**引用文本:**
—————
钟书林 中国俗文化研究 2021-09-17




钟书林,武汉大学文学院教授





[摘要]

    敦煌遗书P.2553《王昭君变文》自发现以来一直颇受学界重视,但对于其创作时间的探讨则分歧较大。近年来渐趋形成共识的是,创作于吐蕃统治敦煌时期。但这一时间,仍然略显宽泛。我们通过对变文作品中唐蕃和平主旋律的讴歌、昭君公主和亲的歌颂、赞普高大光辉的正面形象刻画、蕃域的富庶及疆域描述,以及变文对于蕃域戎俗的刻骨铭心记忆等多层次多角度的考察,认为《王昭君变文》的创作与唐蕃长庆会盟之间的关系极为密切,从而进一步将《王昭君变文》的创作时间确定为长庆三年(823)唐蕃会盟碑落成之后不久。






王昭君故事,传诵不息,历久弥新。敦煌遗书P.2553《王昭君变文》承继自汉迄唐的各类题材吟唱,再铸伟辞,自敦煌遗书重见天日后,备受世人关注,成果众多。单以变文的创作时间而论,学界仁智互见,分歧较大。有的认为作于盛唐,有的认为作于中唐贞元末年,有的认为作于唐末,莫衷一是。笔者拟结合长庆会盟的时代背景,希冀给《王昭君变文》产生的时间提供一种新的思考,请读者与方家教正。
—————
**任务说明 1:**
请根据这段关于《王昭君变文》创作时间的引用文本回答下列问题:
(a) 《王昭君变文》的敦煌遗书编号是什么?
(b) 近年来学界渐趋形成的共识认为它创作于哪个时期?
(c) 作者最终将它的创作时间确定在什么时候?
**任务说明 2:** 请把所给记录中的各行改写成编号列表,略去空行,答案中不要包含图片。
这段引用文本与所给记录彼此无关。
—————
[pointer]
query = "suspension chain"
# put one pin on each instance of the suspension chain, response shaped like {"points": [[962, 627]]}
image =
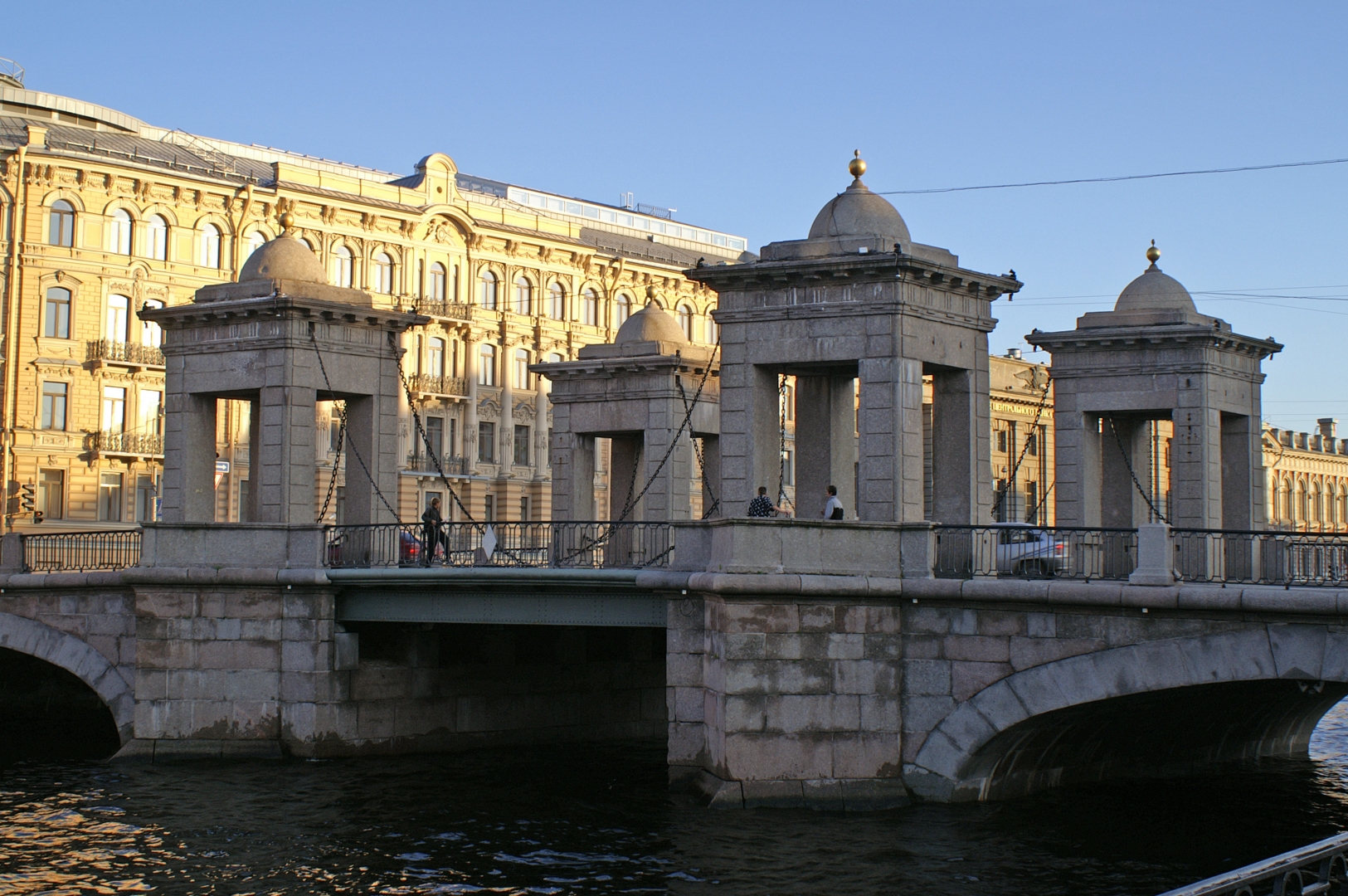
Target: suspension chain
{"points": [[425, 438], [1128, 464], [332, 483], [343, 412], [1034, 431]]}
—————
**练习答案 1:**
(a) P.2553。
(b) 吐蕃统治敦煌时期。
(c) 长庆三年(823)唐蕃会盟碑落成之后不久。

**练习答案 2:**
1. [pointer]
2. query = "suspension chain"
3. # put one pin on each instance of the suspension chain, response shaped like {"points": [[962, 627]]}
4. image =
5. Target: suspension chain
6. {"points": [[425, 438], [1128, 464], [332, 483], [343, 412], [1034, 431]]}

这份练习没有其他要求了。